[Excerpts from point annotation data]
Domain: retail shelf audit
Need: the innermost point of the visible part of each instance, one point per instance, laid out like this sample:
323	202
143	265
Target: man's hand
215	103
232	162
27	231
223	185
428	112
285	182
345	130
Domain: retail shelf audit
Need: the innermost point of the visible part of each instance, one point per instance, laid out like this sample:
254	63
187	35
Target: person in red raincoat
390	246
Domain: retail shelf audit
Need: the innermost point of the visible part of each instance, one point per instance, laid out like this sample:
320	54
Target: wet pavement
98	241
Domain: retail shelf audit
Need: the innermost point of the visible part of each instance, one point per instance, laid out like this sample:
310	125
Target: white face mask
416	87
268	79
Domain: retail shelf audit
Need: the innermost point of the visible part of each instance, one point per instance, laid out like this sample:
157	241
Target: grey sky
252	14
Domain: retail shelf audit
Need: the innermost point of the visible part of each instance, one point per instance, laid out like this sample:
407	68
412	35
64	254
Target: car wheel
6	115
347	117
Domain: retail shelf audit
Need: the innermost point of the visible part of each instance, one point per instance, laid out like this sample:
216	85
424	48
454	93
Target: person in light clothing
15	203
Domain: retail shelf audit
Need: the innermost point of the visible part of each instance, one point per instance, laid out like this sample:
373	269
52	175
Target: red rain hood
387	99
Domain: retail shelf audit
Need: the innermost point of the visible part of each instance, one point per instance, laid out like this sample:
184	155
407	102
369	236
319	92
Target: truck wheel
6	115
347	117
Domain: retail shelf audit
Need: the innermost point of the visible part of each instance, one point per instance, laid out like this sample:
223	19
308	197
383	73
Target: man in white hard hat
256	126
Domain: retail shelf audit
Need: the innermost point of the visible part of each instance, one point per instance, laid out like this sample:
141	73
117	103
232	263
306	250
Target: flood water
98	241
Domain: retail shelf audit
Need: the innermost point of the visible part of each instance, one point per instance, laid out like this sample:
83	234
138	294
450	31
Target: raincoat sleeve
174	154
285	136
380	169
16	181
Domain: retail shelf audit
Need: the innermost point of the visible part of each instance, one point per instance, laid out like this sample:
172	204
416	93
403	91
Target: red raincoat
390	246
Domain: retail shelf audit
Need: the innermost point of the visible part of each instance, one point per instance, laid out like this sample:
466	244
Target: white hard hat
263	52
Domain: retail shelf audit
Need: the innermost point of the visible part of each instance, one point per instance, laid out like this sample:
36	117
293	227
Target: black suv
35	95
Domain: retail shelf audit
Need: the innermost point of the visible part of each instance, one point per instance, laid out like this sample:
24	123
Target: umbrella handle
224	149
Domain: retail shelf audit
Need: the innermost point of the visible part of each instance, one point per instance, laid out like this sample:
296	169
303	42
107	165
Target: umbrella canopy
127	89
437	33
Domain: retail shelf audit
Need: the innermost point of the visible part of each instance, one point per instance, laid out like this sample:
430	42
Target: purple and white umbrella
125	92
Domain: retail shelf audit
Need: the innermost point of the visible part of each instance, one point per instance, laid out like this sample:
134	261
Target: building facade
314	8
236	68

■ Task description: Print the material once more, exactly.

■ Reply to the exercise:
Domain: retail shelf audit
Need: the innermost point of the visible part of each instance, one point per instance, laid out like this sample:
323	202
143	265
Target: man's hand
215	103
232	162
27	231
223	185
428	112
285	182
345	130
Domain: retail shelf audit
Need: the innermost point of the visible part of each instance, one point per instance, laid out like this sample:
254	63
187	35
Target: person in red raincoat
390	246
Domain: retail shelf audit
Need: the innermost point of the visible part of each instance, one point per instance, laid out like this sample:
320	54
Target: wet pavement
98	241
Domain: retail shelf audit
Need: the innermost point of the visible part of each instance, one point per instance, laid out like this sample:
310	125
Target: white face mask
416	87
268	79
Domain: retail shelf audit
Need: the innermost point of the visible part of each instance, one point per instance, laid out like this sample:
157	241
Target: grey sky
252	14
Domain: retail shelf audit
Need: the innermost point of the visible part of each instance, one point per instance, laid out like this sample:
407	68
412	35
64	254
Target: car wheel
6	115
347	117
Domain: retail shelf audit
Need: the innermost point of the visible part of each instance, one point per instance, laid out like this sample:
216	85
424	48
454	93
Target: person in light clothing
15	203
Domain: retail shelf audit
Need: the innermost point of the visible part of each instance, one point per instance, laid out like this sample:
373	269
52	175
Target: red rain hood
387	99
Domain: retail shelf audit
Need: the innermost point of the visible part of each instance, one point per instance, laid out like this sample:
184	155
407	102
369	236
319	92
Target: truck wheel
6	115
347	117
Domain: retail shelf audit
Need: the innermost point of the visible part of each instance, one point per instance, laid out like this sample:
223	19
308	197
383	73
Target: man in white hard hat
256	126
Domain: retail shelf audit
Need: the innermost point of the visible part of each instance, one point per instance, laid out like this sample:
141	73
117	103
232	263
306	250
Target: flood water
98	241
Domain: retail shelf audit
Need: the innermost point of the visible part of each instance, one point per instance, laid out like this sample:
83	234
138	294
450	31
Target: raincoat sleeve
174	154
285	136
380	169
16	181
Domain: retail shelf audit
Need: the innermost point of the visible part of each instance, one point per instance, laid out like this sample:
172	204
416	93
403	91
Target: red raincoat
390	246
Domain: retail shelf audit
Need: the innermost point of the visible part of each instance, one point per instance, laid out like this sample:
466	244
Target: white hard hat
263	52
Domain: retail shelf audit
Need: the innermost point of the visible part of each instance, one point per instance, laid out like this sample:
36	117
293	227
Target: black suv
35	95
Domain: retail shelf audit
Need: the innermost point of the visible part of each instance, one point per instance, laid out like this sample:
24	123
Target: umbrella handle
224	149
Domain: retail shelf audit
Need: the innermost point of the visible part of each instance, one point per instance, laid out like this sample:
296	169
303	42
107	165
Target: umbrella canopy
127	89
437	33
Domain: retail shelf audit
Need: the innermost point of the visible part of each instance, one point per instance, laid out like this sample:
430	42
Target: purple and white umbrella
125	92
Domain: retail shelf audit
Need: the innermost point of the visible part of each instance, one point per instance, laid out like this sample:
134	261
Target: building facade
314	8
236	68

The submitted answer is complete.